But then during the day, in the open hours, I help out up front, and we basically talk to adopters to try and get our animals matched up. We process applications and we update our website and things like that. So, it’s more clerical during the day and then at night we play with the animals and take care of them.
What are your hours?
It’s really scattered. Sometimes I’ll work in the morning, and the morning shift is basically 7 to 11. Sometimes I’ll work in the evening, which is a short shift, and then sometimes it’s 11 (a.m.) to 7 (p.m.), which is our open hours.
What is your favorite part of this job?
The animals. Everyone that works here is a big animal lover, and we’re all borderline hoarders, pretty much – we love animals so much.
One of the more rewarding parts is to see an animal that is broken when they come in, and you can tell they’ve had a hard life. They may have been abused, their past family abandoned them or whatever, and they come in here and they’re really stressed, and they’re really sad, and you can just tell. And then they find a home, and they’ll come back for a visit, and I don’t even recognize them because they’re so much happier and healthy.
Do you have pets of your own?
Oh yeah, I have a dog and two cats and a turtle.
What are some of the challenges of your job?
We have a lot of challenges. The sick animals – for example, we have Esperanza (a dog) in back, and she’s paralyzed from the waist down. She’s still regaining her mobility. Seeing them and working with them and trying to get them healthy is a challenge.
Taking in animals that might be sick and not spreading it to the other animals is a huge challenge.
And then finding the good homes for these animals also is a challenge sometimes – if it’s just not the right fit for someone to have an animal or it doesn’t work out and they have to bring it back. And that’s always a hard thing to do is to tell somebody we don’t really think it’s a good fit with your home, or for them to come back and say, ‘It didn’t work out,’ and them being all frustrated and the animals being sadder because they lost another home. That’s probably the biggest challenge.

▶ **Rows**
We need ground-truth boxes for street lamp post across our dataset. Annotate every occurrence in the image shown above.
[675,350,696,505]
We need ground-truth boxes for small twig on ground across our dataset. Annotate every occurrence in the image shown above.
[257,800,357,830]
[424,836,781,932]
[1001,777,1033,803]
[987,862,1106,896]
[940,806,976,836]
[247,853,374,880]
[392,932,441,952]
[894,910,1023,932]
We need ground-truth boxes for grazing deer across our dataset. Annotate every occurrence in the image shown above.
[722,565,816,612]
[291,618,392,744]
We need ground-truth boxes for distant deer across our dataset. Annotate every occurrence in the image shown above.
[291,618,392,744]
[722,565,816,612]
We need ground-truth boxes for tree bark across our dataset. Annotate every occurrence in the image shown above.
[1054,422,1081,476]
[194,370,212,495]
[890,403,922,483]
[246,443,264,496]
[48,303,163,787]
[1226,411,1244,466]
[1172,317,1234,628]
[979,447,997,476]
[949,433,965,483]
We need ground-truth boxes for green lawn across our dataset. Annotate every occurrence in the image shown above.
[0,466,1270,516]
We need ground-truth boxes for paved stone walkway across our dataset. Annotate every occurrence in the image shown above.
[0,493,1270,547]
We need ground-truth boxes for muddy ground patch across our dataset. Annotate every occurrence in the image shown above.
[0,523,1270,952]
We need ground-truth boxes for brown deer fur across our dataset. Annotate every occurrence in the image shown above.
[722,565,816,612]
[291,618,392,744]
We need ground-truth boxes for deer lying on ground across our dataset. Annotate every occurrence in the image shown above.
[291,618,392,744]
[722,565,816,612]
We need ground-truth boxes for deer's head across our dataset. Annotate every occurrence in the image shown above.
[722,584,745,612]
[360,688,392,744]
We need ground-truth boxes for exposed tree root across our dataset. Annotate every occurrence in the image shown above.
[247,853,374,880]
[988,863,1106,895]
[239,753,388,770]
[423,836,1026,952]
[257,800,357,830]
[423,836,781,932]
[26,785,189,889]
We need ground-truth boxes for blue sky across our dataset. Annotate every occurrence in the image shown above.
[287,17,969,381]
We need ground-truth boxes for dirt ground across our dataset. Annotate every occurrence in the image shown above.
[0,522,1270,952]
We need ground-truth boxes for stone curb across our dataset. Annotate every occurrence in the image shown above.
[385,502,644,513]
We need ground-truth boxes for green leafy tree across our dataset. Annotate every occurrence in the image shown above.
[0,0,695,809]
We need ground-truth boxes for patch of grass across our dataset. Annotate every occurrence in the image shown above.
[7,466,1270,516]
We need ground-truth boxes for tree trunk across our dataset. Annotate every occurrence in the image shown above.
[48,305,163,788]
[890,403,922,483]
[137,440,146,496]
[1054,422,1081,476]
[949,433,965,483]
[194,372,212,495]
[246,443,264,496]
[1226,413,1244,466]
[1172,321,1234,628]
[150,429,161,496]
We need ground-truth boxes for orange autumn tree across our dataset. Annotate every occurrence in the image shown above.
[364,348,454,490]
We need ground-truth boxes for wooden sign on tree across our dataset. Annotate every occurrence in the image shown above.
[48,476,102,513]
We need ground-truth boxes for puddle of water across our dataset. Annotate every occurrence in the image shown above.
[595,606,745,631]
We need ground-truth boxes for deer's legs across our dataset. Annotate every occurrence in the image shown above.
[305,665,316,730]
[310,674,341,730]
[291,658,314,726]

* * *

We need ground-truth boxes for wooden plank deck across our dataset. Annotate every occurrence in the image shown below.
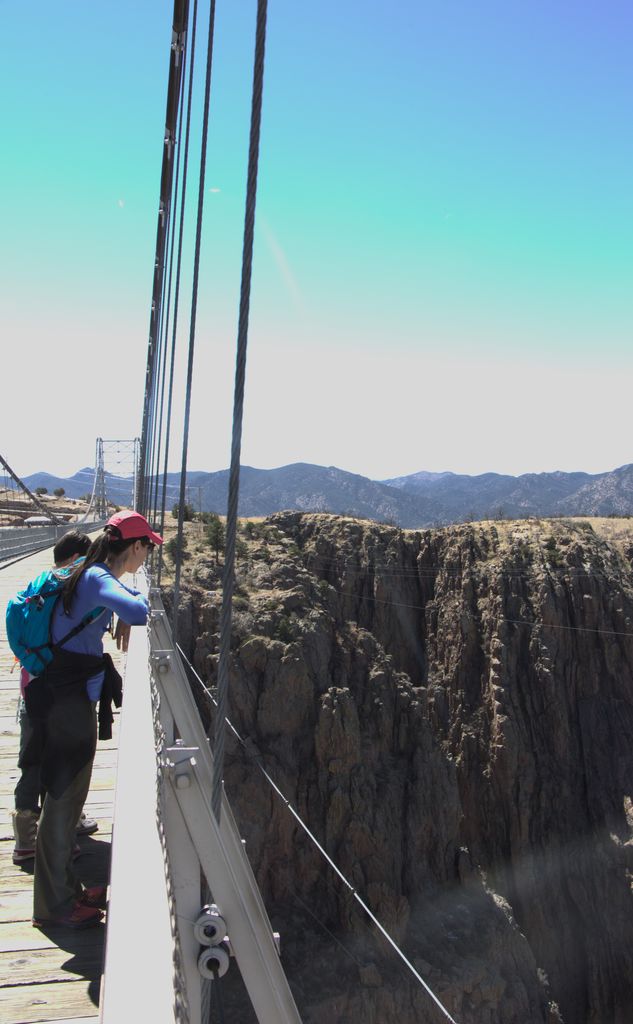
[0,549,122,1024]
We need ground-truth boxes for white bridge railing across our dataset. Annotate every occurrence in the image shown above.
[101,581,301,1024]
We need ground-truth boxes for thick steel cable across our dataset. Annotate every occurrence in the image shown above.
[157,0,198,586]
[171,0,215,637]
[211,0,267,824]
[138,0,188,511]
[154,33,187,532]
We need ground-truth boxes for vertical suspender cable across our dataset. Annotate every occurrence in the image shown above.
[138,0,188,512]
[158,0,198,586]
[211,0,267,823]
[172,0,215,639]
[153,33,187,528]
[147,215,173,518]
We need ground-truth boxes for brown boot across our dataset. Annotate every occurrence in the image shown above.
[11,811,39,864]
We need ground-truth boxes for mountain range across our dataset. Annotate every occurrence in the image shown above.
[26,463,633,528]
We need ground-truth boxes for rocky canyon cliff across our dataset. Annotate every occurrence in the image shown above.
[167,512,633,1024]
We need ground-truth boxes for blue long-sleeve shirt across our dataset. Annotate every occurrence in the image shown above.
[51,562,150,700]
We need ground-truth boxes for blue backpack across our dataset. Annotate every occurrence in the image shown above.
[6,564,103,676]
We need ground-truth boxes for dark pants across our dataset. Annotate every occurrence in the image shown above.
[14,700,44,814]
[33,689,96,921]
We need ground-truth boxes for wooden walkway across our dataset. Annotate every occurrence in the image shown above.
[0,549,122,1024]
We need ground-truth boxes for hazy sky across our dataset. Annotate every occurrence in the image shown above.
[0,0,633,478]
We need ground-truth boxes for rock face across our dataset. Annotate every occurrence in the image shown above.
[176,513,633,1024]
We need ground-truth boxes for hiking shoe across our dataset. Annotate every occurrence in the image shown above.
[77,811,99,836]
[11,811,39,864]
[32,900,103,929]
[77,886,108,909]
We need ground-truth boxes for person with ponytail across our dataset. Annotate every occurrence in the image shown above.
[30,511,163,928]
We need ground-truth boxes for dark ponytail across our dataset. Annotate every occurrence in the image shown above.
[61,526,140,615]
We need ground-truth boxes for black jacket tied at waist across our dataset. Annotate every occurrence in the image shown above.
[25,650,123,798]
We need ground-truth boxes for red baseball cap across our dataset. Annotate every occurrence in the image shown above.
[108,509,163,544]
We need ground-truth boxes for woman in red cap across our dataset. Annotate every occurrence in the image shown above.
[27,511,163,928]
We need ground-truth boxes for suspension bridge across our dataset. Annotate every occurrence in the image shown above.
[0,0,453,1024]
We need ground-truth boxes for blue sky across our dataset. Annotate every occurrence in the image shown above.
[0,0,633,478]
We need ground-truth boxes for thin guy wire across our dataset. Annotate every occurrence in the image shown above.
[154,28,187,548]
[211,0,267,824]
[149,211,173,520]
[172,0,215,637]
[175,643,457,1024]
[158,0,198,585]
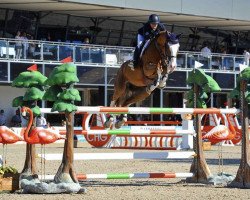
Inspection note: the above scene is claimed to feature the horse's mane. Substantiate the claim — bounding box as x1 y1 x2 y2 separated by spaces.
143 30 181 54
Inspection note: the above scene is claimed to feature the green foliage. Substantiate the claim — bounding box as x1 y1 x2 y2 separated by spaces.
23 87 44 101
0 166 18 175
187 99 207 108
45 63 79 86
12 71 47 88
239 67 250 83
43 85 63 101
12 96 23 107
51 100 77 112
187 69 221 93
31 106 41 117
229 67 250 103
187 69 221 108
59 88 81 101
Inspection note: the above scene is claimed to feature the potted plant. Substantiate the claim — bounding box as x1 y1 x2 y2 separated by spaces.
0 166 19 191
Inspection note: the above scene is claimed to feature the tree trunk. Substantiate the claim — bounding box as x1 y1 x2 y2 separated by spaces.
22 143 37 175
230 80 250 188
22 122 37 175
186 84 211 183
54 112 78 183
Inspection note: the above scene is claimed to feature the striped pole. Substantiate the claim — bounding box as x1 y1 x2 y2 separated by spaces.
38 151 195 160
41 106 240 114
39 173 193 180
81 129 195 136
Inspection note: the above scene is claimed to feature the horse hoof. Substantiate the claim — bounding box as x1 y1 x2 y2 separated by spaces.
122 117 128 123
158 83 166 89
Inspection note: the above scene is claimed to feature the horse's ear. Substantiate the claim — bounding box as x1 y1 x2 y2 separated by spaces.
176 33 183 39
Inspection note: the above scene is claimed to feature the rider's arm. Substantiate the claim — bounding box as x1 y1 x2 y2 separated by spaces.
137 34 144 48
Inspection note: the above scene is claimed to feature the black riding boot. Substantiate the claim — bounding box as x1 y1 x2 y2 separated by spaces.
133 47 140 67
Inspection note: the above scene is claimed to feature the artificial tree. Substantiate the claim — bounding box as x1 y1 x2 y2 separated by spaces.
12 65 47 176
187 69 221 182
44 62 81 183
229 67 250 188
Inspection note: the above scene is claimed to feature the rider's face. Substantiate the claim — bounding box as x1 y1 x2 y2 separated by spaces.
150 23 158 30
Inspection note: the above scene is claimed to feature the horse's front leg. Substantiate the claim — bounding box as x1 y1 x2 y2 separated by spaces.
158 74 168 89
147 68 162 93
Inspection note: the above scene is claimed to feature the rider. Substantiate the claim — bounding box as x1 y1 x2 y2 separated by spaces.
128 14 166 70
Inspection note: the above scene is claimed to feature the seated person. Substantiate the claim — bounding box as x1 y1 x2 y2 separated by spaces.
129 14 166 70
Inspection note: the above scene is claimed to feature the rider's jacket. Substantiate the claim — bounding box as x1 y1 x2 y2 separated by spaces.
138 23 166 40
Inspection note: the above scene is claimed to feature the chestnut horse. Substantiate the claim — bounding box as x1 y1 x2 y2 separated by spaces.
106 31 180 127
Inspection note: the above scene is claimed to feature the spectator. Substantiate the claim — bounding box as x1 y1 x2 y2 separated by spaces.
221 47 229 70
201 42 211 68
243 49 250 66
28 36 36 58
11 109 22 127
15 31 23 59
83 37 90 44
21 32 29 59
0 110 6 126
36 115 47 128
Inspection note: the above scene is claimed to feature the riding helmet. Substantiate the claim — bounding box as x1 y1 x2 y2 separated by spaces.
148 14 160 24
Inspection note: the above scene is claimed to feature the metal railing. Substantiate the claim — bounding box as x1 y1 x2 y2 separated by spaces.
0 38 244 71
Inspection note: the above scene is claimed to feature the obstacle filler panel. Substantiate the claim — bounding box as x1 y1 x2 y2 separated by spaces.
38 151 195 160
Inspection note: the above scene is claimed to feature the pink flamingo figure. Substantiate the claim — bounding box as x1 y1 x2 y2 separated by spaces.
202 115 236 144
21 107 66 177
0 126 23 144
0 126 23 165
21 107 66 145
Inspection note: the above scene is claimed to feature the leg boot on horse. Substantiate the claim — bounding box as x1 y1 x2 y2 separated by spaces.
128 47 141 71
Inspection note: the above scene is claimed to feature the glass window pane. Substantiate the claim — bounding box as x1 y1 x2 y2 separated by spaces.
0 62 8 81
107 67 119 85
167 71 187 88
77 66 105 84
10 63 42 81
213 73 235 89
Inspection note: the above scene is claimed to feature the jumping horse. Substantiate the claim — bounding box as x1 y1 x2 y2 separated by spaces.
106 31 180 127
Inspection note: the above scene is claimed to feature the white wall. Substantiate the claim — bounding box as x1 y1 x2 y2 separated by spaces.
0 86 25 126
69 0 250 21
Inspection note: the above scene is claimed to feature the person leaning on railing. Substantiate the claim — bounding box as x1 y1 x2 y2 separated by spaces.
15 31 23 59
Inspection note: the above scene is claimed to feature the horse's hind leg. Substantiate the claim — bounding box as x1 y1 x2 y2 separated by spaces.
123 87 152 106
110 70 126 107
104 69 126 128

==

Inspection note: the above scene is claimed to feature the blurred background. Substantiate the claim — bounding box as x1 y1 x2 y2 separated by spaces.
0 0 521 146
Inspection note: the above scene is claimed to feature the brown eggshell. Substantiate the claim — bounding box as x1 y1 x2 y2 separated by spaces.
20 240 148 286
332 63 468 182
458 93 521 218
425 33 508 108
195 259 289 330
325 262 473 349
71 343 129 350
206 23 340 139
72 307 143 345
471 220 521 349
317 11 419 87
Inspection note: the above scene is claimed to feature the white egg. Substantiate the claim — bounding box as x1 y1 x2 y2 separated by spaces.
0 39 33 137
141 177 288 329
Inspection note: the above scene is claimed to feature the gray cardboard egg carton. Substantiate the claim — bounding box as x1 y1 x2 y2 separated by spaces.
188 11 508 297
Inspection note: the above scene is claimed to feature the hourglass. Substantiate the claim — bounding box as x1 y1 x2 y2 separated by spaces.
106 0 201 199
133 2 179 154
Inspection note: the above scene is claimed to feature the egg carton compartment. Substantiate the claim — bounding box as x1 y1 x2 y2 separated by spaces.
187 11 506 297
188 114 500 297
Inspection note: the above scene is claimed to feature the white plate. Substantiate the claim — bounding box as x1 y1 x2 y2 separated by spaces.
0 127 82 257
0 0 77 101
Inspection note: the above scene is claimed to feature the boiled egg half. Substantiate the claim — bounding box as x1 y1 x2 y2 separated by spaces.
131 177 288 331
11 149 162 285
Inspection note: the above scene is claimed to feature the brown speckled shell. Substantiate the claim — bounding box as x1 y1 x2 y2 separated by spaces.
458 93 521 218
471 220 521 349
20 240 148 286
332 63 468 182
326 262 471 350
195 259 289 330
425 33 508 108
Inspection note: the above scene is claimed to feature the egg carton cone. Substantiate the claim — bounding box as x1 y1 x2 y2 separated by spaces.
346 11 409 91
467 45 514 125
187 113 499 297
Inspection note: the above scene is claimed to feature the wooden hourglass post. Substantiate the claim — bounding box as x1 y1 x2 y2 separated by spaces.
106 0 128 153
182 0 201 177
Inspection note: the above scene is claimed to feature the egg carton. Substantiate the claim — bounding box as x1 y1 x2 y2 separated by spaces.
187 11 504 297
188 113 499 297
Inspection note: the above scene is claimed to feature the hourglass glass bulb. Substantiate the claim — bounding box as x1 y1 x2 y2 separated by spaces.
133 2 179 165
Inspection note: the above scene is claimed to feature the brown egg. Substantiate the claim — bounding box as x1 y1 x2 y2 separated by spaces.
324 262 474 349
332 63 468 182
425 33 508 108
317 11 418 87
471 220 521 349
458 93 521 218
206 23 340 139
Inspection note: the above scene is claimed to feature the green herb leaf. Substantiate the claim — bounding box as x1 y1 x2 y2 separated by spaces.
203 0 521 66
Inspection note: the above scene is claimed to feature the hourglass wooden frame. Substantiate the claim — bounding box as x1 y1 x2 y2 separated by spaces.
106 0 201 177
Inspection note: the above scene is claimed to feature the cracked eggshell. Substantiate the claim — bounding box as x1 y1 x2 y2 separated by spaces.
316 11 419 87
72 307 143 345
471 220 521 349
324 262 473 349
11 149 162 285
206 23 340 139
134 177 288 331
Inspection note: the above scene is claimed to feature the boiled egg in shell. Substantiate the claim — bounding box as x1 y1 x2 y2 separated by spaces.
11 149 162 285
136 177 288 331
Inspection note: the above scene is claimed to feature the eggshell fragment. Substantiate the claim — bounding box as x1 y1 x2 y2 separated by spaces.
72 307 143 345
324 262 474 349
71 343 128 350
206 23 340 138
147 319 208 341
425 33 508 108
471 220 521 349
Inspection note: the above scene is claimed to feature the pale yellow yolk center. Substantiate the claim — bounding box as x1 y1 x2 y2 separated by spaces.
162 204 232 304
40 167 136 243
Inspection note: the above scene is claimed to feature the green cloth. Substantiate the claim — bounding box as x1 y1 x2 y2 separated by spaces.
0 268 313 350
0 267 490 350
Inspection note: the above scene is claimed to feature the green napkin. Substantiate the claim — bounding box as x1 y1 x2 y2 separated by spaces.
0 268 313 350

▶ **Set of tasks**
1 - Translate this sentence from the animal shelter interview into Spanish: "Oh yeah, I have a dog and two cats and a turtle."
2 - Reproduce the animal shelter interview word for word, from "But then during" to "are your hours?".

▶ **Final answers**
1 - Ah, sí, tengo un perro, dos gatos y una tortuga.

2 -
But then during the day, in the open hours, I help out up front, and we basically talk to adopters to try and get our animals matched up. We process applications and we update our website and things like that. So, it’s more clerical during the day and then at night we play with the animals and take care of them.
What are your hours?